> _INFORMATION SUPPLIED_
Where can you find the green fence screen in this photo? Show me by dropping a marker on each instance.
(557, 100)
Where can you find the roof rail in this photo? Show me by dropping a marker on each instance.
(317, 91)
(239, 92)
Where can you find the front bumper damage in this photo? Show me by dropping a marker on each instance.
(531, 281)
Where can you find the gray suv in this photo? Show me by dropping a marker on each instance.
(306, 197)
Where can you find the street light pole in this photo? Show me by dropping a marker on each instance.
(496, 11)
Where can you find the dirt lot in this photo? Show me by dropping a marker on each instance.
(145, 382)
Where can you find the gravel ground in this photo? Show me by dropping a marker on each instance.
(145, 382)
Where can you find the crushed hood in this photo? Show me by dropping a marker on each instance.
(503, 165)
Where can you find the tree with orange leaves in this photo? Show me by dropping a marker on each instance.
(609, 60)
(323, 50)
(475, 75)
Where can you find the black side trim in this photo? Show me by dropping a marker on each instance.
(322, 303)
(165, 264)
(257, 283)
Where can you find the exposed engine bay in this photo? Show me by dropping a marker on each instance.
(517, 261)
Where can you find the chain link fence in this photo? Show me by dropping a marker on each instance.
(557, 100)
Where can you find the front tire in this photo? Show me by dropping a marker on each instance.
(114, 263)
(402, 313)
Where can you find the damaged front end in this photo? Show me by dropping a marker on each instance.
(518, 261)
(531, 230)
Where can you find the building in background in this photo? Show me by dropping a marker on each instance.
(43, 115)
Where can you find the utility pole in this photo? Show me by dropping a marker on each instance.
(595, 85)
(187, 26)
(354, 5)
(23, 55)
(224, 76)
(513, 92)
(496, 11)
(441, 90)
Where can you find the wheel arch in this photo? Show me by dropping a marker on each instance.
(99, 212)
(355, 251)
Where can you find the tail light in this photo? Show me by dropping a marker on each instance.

> _PROBLEM TO WORK ON_
Render each line of the items above as a string in a JSON list, one string per line, leaving out any blank lines.

> _SOLUTION TO THE EXERCISE_
[
  "Where can you find the green fence screen in this photo? Show me by dropping a marker on each instance.",
  "(557, 100)",
  "Where can you find the roof rail in this photo? Show me by dropping a marker on each instance.",
  "(317, 91)",
  "(239, 92)",
  "Where can you find the front bumper damage in this photo? Show me by dropping a marker on each instance.",
  "(531, 281)",
  "Where can you find the gray suv in this photo? Show me by dropping a marker on each instance.",
  "(306, 197)",
  "Where can you find the street light pole in this photo? Show me by dropping a marker on each instance.",
  "(496, 11)",
  "Where can you find the dirt lot in this photo? Show me by dropping a marker on each instance.",
  "(145, 382)",
  "Where can you find the gravel ground in this photo? Show me by dropping a marker on each instance.",
  "(145, 382)",
  "Where can you find the crushed hood in this photo? Show me by dropping a marker on each instance.",
  "(503, 165)",
  "Where can you find the tree with orange leaves in this photo? Show me by dropping a marker on each instance.",
  "(609, 60)",
  "(323, 50)",
  "(475, 75)",
  "Where can you find the black side trim in this photo? Show me by dropping a marker on each instance.",
  "(322, 303)",
  "(165, 264)",
  "(257, 283)",
  "Where can you find the exposed engine bay in this photo? Show me by dropping a marker on each instance.",
  "(517, 261)",
  "Where can you find the chain link fence in this photo? Show me by dropping a marker on each instance.",
  "(557, 100)",
  "Where can you find the front tire in this photo? Show me by dropping a marker on each instance.",
  "(114, 263)",
  "(402, 313)",
  "Where can you find the damaged front end in this photo? Show me by dropping a marker on each instance.",
  "(518, 261)",
  "(531, 230)",
  "Where can you find the building in background in this photo? Show me by dropping a marker on each instance.",
  "(43, 115)",
  "Where can you find the utility pole in this photo? Show me by dropping a marker on each instance.",
  "(595, 85)",
  "(187, 26)",
  "(354, 5)",
  "(23, 55)",
  "(224, 76)",
  "(513, 92)",
  "(496, 11)",
  "(441, 90)",
  "Where can you find the wheel arch in this photo? Show me by dropping a marker on each instance.",
  "(99, 212)",
  "(355, 251)",
  "Where can you find the tail light in this photo? Show me by dropping a marker on each instance."
]